=== MATERIAL ===
= = = =

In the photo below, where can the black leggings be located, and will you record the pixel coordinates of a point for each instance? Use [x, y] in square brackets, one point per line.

= = = =

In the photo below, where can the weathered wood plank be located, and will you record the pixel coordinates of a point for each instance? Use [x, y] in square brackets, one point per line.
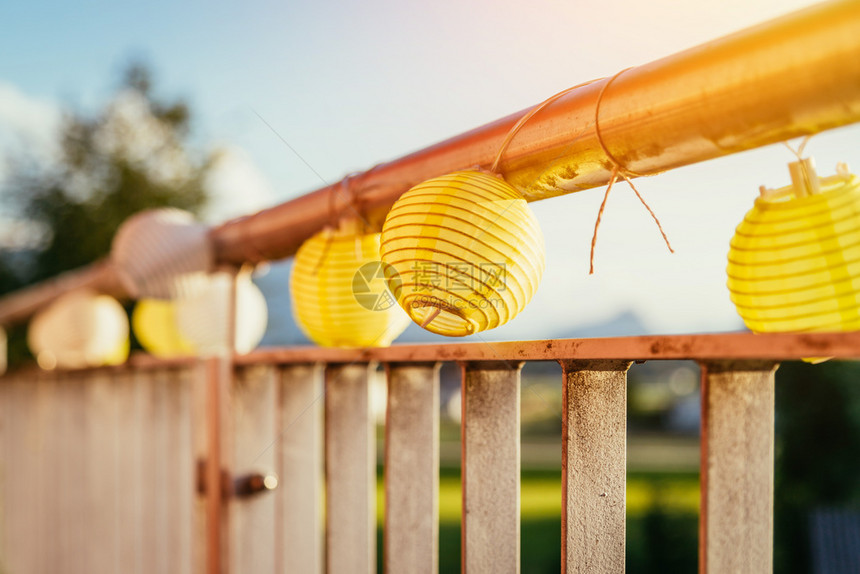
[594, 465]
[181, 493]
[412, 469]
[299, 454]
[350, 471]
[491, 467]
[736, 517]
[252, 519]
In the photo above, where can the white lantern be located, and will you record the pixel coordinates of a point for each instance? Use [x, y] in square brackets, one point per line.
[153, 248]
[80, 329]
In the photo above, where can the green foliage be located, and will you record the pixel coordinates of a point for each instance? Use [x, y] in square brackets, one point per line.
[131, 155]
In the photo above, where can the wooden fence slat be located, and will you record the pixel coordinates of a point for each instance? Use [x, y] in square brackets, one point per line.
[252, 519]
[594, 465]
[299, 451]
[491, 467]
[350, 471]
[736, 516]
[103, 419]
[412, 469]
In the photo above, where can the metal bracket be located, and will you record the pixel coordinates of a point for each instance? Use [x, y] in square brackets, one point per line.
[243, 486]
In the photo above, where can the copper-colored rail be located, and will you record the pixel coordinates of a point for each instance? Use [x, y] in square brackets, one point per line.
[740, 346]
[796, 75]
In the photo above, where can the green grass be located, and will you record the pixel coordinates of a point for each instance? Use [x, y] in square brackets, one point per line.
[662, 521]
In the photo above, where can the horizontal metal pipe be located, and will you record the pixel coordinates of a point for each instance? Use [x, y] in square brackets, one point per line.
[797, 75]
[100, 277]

= = = =

=== INSTRUCTION ===
Tally the lines in the material above that contain the word "green" and reply with the number alone.

=== COMPLETE RESPONSE ===
2